Il y a des idées, des sons, des images, un vertige qui ne demandent qu’à vivre. Ils bouillonnent, piaffent, se montrent impolis. Ma tête est bruyante.
Il y a quelques jours, durant cette semaine où je n’ai cessé de travailler, urgence d’un client oblige, je me suis attardé sur un reportage traitant des papillons. Longue pause ailée dans mon esprit. Cet insecte fascine d’autant qu’il est menacé dans plusieurs régions de cette planète que l’on saigne à qui mieux mieux. Symbole préféré des femmes qui se le font tatouer volontiers afin de marquer une étape de transformation majeure de leur vie, car elles aiment les papillons, pas tant pour la délicatesse de leurs ailes que pour ce qu’ils représentent.
Pour se transformer, la chenille s’enferme, devient, dans son cocon, une véritable soupe. Il ne reste plus rien d’elle, qu’un magma de cellules vibrantes et qui, par l’ordonnancement militaire de leur destinée, se refondent en un être prêt à s’envoler. Phoenix discret, le papillon n’en parcourt parfois pas moins des milliers de kilomètres pour suivre sa nourriture ou se reproduire.

== ENTRÉES EXTRAITES ==

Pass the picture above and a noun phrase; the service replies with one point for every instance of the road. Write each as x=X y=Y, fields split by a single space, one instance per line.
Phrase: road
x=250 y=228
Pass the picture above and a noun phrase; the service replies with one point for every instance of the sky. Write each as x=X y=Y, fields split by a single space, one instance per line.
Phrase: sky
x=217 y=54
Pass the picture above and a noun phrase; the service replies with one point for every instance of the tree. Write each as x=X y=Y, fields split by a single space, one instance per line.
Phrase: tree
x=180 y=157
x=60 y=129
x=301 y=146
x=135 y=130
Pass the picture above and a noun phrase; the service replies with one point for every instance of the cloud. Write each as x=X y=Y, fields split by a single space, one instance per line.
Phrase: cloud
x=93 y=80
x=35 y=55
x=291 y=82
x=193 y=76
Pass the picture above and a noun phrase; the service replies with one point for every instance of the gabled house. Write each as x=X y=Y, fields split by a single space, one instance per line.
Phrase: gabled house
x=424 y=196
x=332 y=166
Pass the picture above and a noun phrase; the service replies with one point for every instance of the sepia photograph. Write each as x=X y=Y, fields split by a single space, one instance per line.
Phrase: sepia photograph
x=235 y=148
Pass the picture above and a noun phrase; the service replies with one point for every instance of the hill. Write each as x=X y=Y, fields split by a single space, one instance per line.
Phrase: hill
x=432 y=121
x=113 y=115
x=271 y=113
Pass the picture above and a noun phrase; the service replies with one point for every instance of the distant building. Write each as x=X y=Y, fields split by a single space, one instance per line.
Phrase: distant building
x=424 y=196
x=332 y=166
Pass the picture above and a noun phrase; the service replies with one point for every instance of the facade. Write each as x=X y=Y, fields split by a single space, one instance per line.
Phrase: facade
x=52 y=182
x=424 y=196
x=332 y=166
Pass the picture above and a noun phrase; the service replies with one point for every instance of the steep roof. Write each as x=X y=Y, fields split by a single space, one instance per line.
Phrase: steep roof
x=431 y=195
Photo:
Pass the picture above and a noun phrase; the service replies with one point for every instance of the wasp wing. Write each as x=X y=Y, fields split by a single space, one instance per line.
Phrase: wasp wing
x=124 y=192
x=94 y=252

--

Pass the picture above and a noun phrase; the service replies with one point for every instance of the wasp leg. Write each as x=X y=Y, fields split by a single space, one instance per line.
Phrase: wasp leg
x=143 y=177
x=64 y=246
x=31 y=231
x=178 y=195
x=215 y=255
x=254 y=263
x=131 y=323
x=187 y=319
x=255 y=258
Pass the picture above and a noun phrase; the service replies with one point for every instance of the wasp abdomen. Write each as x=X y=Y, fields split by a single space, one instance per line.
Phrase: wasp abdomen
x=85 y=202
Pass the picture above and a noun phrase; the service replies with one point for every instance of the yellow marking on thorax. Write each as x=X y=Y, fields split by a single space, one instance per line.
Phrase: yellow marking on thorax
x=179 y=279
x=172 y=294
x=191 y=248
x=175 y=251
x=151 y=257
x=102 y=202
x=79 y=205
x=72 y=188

---

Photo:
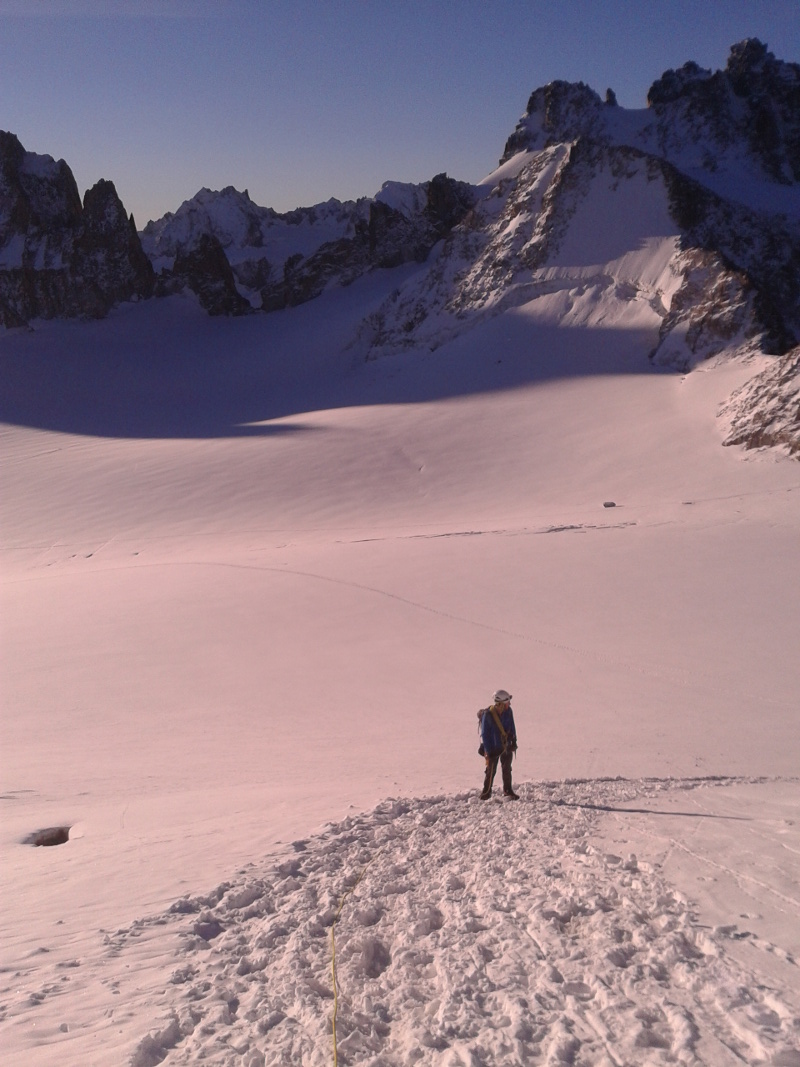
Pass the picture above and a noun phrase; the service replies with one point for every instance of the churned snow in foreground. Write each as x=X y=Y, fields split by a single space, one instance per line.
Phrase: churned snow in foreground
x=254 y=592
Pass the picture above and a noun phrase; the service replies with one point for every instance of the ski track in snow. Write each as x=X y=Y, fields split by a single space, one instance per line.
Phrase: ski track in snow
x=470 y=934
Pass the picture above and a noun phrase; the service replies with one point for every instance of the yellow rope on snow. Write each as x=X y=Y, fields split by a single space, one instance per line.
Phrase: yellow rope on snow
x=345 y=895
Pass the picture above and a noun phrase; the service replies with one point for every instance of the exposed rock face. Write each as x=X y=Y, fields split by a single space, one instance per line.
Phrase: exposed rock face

== CONSIGNE 1 ==
Recopiez en entier le texte sur les papillons, sans rien y changer.
== CONSIGNE 2 ==
Remplacez « road » par « street » dans les entrées, de la ligne qui contient « of the road. » jusqu'à celle qui contient « x=250 y=228 », les deux comprises. Redonnez seulement ces lignes, sans rien changer d'autre.

== RÉSULTAT 1 ==
Il y a des idées, des sons, des images, un vertige qui ne demandent qu’à vivre. Ils bouillonnent, piaffent, se montrent impolis. Ma tête est bruyante.
Il y a quelques jours, durant cette semaine où je n’ai cessé de travailler, urgence d’un client oblige, je me suis attardé sur un reportage traitant des papillons. Longue pause ailée dans mon esprit. Cet insecte fascine d’autant qu’il est menacé dans plusieurs régions de cette planète que l’on saigne à qui mieux mieux. Symbole préféré des femmes qui se le font tatouer volontiers afin de marquer une étape de transformation majeure de leur vie, car elles aiment les papillons, pas tant pour la délicatesse de leurs ailes que pour ce qu’ils représentent.
Pour se transformer, la chenille s’enferme, devient, dans son cocon, une véritable soupe. Il ne reste plus rien d’elle, qu’un magma de cellules vibrantes et qui, par l’ordonnancement militaire de leur destinée, se refondent en un être prêt à s’envoler. Phoenix discret, le papillon n’en parcourt parfois pas moins des milliers de kilomètres pour suivre sa nourriture ou se reproduire.

== RÉSULTAT 2 ==
Pass the picture above and a noun phrase; the service replies with one point for every instance of the street. Write each as x=X y=Y, fields split by a single space, one instance per line.
Phrase: street
x=250 y=228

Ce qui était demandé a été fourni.